──────── EXERCISE DATA ────────

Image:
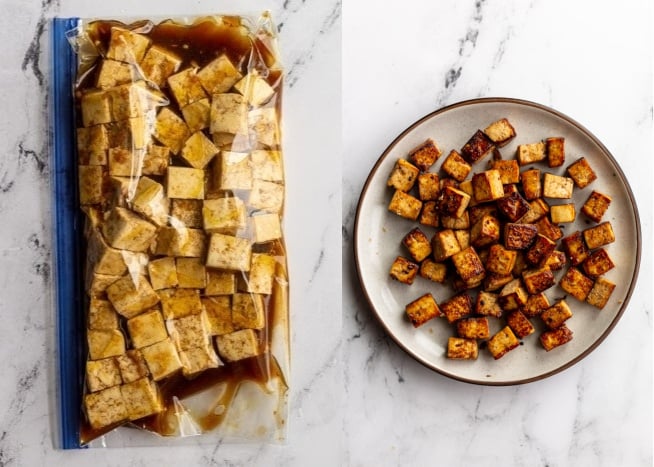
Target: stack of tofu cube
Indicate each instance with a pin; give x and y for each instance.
(181, 179)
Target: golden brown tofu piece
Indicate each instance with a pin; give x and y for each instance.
(502, 342)
(403, 270)
(555, 337)
(422, 310)
(576, 284)
(425, 155)
(462, 349)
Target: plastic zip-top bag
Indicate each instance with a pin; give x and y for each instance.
(171, 271)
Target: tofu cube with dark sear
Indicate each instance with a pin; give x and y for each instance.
(477, 147)
(576, 284)
(600, 293)
(425, 155)
(596, 205)
(422, 310)
(459, 348)
(418, 244)
(599, 235)
(502, 342)
(403, 270)
(555, 150)
(405, 205)
(403, 176)
(556, 337)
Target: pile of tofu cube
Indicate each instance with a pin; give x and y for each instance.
(181, 179)
(498, 233)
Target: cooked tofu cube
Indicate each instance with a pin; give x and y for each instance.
(502, 342)
(555, 186)
(105, 343)
(600, 293)
(403, 270)
(405, 205)
(530, 153)
(105, 408)
(219, 75)
(600, 235)
(477, 147)
(456, 166)
(162, 359)
(457, 307)
(576, 284)
(462, 349)
(238, 345)
(556, 315)
(146, 329)
(555, 337)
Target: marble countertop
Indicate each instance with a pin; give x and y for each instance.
(357, 74)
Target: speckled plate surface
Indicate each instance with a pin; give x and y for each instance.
(378, 234)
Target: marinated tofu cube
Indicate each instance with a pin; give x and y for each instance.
(162, 359)
(459, 348)
(403, 270)
(502, 342)
(456, 166)
(238, 345)
(600, 293)
(600, 235)
(405, 205)
(556, 315)
(105, 408)
(230, 253)
(555, 337)
(576, 284)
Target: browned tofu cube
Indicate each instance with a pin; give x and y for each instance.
(477, 147)
(519, 324)
(596, 205)
(576, 284)
(519, 236)
(581, 172)
(418, 244)
(403, 270)
(403, 176)
(597, 263)
(555, 149)
(459, 348)
(425, 155)
(599, 235)
(487, 186)
(405, 205)
(502, 342)
(600, 293)
(457, 307)
(555, 337)
(455, 166)
(422, 310)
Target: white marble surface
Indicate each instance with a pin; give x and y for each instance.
(591, 61)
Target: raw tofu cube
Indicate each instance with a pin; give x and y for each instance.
(105, 343)
(185, 183)
(185, 87)
(105, 408)
(198, 150)
(131, 296)
(238, 345)
(146, 329)
(502, 342)
(162, 359)
(102, 374)
(425, 155)
(230, 253)
(219, 75)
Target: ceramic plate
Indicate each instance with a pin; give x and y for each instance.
(378, 235)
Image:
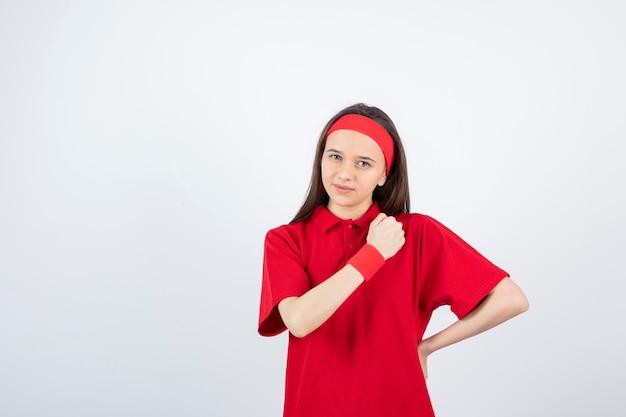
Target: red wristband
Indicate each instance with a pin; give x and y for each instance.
(367, 261)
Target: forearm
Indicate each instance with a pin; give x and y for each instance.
(306, 313)
(504, 302)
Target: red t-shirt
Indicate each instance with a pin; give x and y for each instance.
(363, 360)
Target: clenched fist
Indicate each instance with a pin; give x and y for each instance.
(386, 235)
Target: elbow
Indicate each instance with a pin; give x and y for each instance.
(298, 329)
(518, 302)
(297, 326)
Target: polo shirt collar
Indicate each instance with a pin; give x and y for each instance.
(324, 219)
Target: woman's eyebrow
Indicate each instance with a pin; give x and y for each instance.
(332, 150)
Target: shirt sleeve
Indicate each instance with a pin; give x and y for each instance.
(453, 273)
(284, 276)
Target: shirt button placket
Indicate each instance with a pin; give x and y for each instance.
(351, 239)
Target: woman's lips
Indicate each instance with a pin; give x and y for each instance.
(342, 189)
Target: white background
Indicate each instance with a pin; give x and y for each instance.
(146, 148)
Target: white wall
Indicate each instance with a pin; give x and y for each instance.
(146, 148)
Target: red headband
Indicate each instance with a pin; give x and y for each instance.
(368, 127)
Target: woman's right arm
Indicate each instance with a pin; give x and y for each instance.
(302, 315)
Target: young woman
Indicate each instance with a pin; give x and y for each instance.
(355, 278)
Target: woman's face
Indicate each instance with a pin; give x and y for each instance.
(352, 166)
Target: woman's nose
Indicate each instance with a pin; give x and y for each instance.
(346, 172)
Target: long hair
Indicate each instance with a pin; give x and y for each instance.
(393, 197)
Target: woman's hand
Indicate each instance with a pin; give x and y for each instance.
(386, 235)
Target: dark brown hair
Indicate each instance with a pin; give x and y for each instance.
(393, 197)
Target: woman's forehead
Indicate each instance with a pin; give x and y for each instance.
(350, 141)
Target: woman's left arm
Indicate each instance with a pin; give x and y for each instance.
(505, 301)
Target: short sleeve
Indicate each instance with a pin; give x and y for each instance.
(453, 273)
(284, 276)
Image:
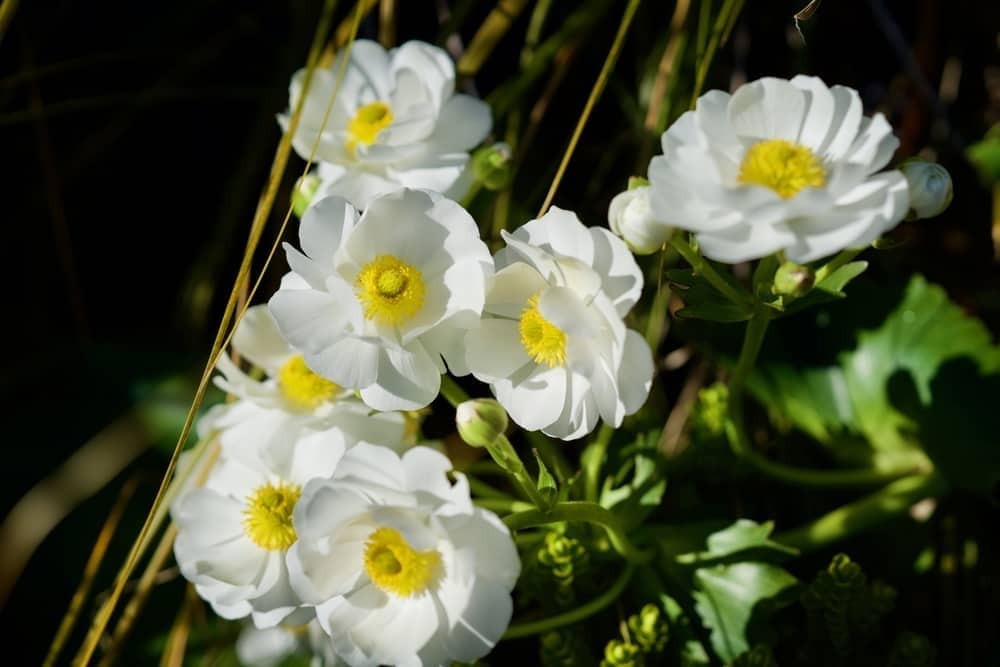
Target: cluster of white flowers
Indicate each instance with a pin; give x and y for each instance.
(320, 510)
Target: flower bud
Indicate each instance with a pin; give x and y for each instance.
(631, 218)
(305, 189)
(793, 279)
(618, 653)
(480, 422)
(930, 187)
(493, 166)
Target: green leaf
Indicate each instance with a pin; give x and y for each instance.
(702, 300)
(851, 403)
(637, 487)
(741, 536)
(728, 597)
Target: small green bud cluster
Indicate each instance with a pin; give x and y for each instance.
(493, 166)
(563, 559)
(620, 653)
(649, 629)
(708, 417)
(647, 635)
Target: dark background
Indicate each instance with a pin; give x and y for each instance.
(137, 136)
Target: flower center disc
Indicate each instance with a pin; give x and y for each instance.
(784, 167)
(302, 387)
(543, 341)
(267, 518)
(395, 567)
(367, 123)
(390, 290)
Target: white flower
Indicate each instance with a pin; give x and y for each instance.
(396, 122)
(404, 570)
(778, 165)
(630, 216)
(375, 302)
(292, 392)
(554, 348)
(233, 532)
(930, 187)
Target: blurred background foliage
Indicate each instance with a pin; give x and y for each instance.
(138, 136)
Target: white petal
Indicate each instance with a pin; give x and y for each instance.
(494, 350)
(258, 339)
(408, 379)
(767, 109)
(463, 123)
(635, 377)
(509, 290)
(620, 274)
(537, 400)
(324, 225)
(431, 64)
(352, 362)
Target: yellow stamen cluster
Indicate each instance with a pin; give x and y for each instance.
(390, 290)
(543, 341)
(267, 518)
(367, 123)
(393, 565)
(302, 387)
(783, 166)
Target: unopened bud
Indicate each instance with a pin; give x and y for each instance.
(631, 217)
(930, 187)
(480, 422)
(793, 279)
(493, 166)
(305, 190)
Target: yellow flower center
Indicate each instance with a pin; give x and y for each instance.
(543, 341)
(267, 518)
(393, 565)
(367, 123)
(390, 290)
(784, 167)
(302, 387)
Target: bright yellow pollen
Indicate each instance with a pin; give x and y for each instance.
(390, 290)
(784, 167)
(395, 567)
(302, 387)
(543, 341)
(367, 123)
(267, 518)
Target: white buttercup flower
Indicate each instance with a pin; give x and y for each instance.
(630, 216)
(233, 532)
(396, 122)
(404, 570)
(376, 301)
(778, 165)
(553, 347)
(291, 392)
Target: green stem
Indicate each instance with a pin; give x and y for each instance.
(845, 256)
(484, 490)
(503, 505)
(576, 615)
(586, 512)
(863, 514)
(452, 392)
(593, 460)
(703, 267)
(552, 454)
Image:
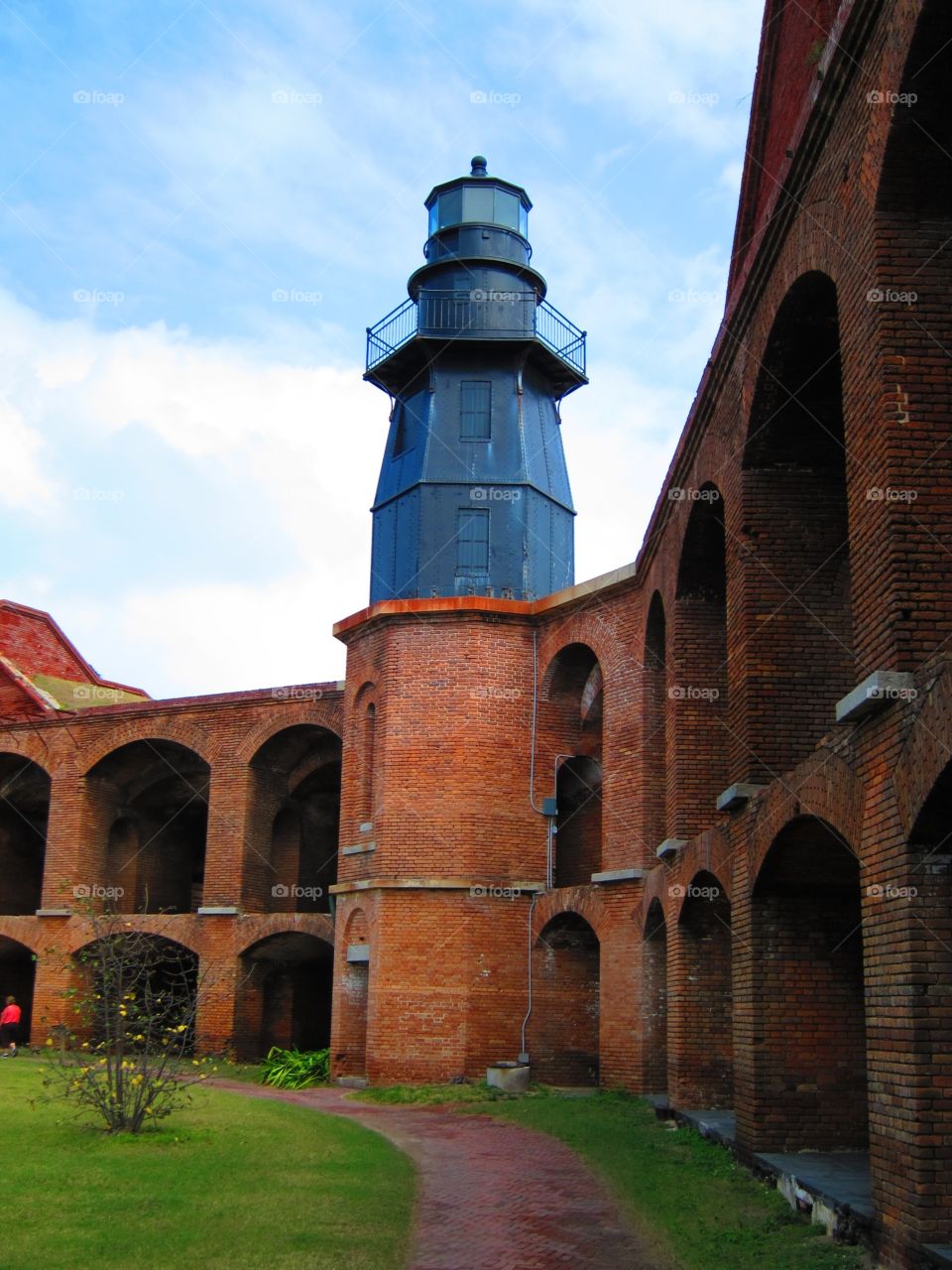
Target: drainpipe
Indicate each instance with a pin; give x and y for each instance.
(549, 830)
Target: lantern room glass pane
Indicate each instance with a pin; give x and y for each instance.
(507, 209)
(477, 203)
(451, 207)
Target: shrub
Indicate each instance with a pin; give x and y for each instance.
(295, 1069)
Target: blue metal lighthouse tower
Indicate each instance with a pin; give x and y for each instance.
(474, 493)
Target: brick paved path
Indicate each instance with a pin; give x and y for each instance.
(492, 1196)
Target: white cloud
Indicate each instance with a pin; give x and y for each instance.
(24, 486)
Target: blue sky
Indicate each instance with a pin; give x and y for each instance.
(189, 460)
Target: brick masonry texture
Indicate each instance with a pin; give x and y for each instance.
(791, 957)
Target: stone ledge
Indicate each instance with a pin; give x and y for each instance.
(879, 690)
(361, 848)
(669, 848)
(434, 884)
(619, 875)
(737, 795)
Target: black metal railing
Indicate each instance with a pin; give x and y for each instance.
(492, 314)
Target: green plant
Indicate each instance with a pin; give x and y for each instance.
(135, 1005)
(295, 1069)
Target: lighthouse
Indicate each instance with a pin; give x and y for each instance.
(474, 494)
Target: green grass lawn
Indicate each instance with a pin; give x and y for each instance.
(226, 1183)
(687, 1194)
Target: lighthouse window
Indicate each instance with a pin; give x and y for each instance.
(400, 439)
(451, 207)
(477, 203)
(507, 209)
(475, 409)
(472, 543)
(409, 422)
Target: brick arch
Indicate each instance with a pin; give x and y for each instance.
(925, 753)
(697, 666)
(317, 925)
(711, 853)
(189, 735)
(657, 884)
(80, 933)
(358, 924)
(549, 659)
(12, 930)
(30, 748)
(295, 715)
(365, 694)
(584, 903)
(824, 789)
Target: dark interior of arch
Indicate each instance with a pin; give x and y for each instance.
(703, 572)
(154, 797)
(918, 171)
(655, 635)
(796, 420)
(299, 771)
(24, 808)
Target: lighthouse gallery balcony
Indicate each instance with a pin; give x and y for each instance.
(506, 316)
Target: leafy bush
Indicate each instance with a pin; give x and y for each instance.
(135, 1002)
(295, 1069)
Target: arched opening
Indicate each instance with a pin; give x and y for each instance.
(562, 1032)
(906, 451)
(654, 984)
(697, 680)
(929, 1003)
(574, 722)
(285, 994)
(160, 973)
(702, 1058)
(298, 816)
(24, 810)
(350, 1007)
(798, 654)
(809, 1014)
(654, 739)
(18, 973)
(367, 762)
(151, 801)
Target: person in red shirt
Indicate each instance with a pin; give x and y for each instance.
(10, 1026)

────────

# [TASK GOAL]
Please output the records from the line containing "Target: arched opening" through the end of the records, inclusive, as a two-column CSV with the columns input and output. Each row should pair a text with its answer, with each value in one quoted field and line breaks turned into spaces.

# [EXERCISE RESPONSE]
input,output
"Target: arched opening Indicate each instance with a pin; give x and y for each instance.","(562, 1032) (906, 451) (654, 984) (697, 680) (929, 1003) (574, 722) (285, 994) (160, 973) (702, 1058) (298, 816) (24, 810) (350, 1007) (798, 654) (809, 1014) (654, 739) (18, 973) (367, 762) (151, 801)"
"Target: person in red shirt Indicate each instance with a pin; give x and y for each instance.","(10, 1026)"